◆ Things to do ◆
1 > Reproduce the passage of the author biographies starting with "Marian Gowan is" and going on through "a tuberculosis sanitarium.".
2 > Continue the author biographies from the point where they stop.

◆ Extract ◆
#####

Ralph Gillum wrote and had published some essays and poetry during his high school and college days. He resumed his interest in writing after retiring as a middle school guidance counselor by editing and publishing Mountain Musings, a collection of stories and poems written by his father, Henry Gillum. Ralph has since written The Beagle Breeder’s Forum and Training the Traditional Brace Beagle. Ralph is a long time resident of Northville, MI. 

Tom Gluzinski has written poetry since he was a child and continues to write and publish today. His work covers many areas of interest and he uses several forms in his writing. This is his fifth effort for an Old Mountain anthology; De Oppresso Liber being the first, Night Whispers the second, Southern Mist, Exit 109 and now Just Between Us. Tom lives in Lindenhurst, IL.

Marian Gowan is author of Notes from the Trunk, published by Old Mountain Press (www.oldmp.com/mariangowan.htm). She contributed to American Patchwork, St. Martins Press. Her work has appeared in several Old Mountain Press anthologies, as well as Christmas Presence, and Clothes Lines, edited by Celia Miles and Nancy Dillingham. She retired to Hendersonville, NC in 2001. 

H

Kerri Mai Habben lives in Raleigh, NC where she works as a writer and photographer. Her articles, essays, and poetry have appeared in literary journals, the News and Observer, and other publications. She is currently working on a novel set in 1929 at a tuberculosis sanitarium.

#####

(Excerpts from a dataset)
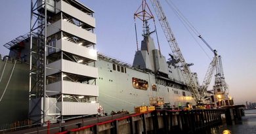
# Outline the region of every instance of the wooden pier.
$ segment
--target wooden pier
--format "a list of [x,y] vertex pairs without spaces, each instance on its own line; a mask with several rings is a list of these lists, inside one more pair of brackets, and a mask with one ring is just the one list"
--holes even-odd
[[243,105],[219,109],[156,110],[134,114],[82,117],[65,123],[5,133],[203,133],[209,128],[225,122],[234,124],[242,120],[244,113]]
[[58,133],[94,134],[193,133],[221,124],[224,109],[157,110]]

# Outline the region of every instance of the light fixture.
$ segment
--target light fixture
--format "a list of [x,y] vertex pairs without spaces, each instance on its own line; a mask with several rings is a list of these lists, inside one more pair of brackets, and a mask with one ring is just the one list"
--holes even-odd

#####

◆ Activity answers ◆
1 >
Marian Gowan is author of Notes from the Trunk, published by Old Mountain Press (www.oldmp.com/mariangowan.htm). She contributed to American Patchwork, St. Martins Press. Her work has appeared in several Old Mountain Press anthologies, as well as Christmas Presence, and Clothes Lines, edited by Celia Miles and Nancy Dillingham. She retired to Hendersonville, NC in 2001. 

H

Kerri Mai Habben lives in Raleigh, NC where she works as a writer and photographer. Her articles, essays, and poetry have appeared in literary journals, the News and Observer, and other publications. She is currently working on a novel set in 1929 at a tuberculosis sanitarium.

2 >
MaXine Carey Harker, taught Writing for Publication for many years at Pitt Community College and Craven Community College and now at the Recreation Center in New Bern, NC. She has been published in national, state, and local newspapers and magazines and in NCPS and Old Mountain anthologies. Her personal writing preference is nonfiction and poetry. MaXine is a longstanding member of the: NC Poetry Society and NC Writers Network and the NC Haiku Society. She has lived in Grifton, NC for54 years. 

Catherine Murphy Haymore, a native of Columbus, Ohio moved to North Carolina in the 1970's and has made the state her home ever since. She is a graduate of Whitehall-Yearling High School and attended Ohio State University. She is self-taught in the sonnet and finds it a most stimulating form of poetry.

Joseph Haymore is largely a self-taught poet. He is a graduate of Benhaven High School in Harnett Co., NC. An interest in poetry was re-awakened in him when he met his wife, Catherine, almost 40 years ago. Withgreat patience she has urged poem after poem from his reluctant pen. He is wont to say, when asked, “All that I am today, as a poet, I owe to Cathy.”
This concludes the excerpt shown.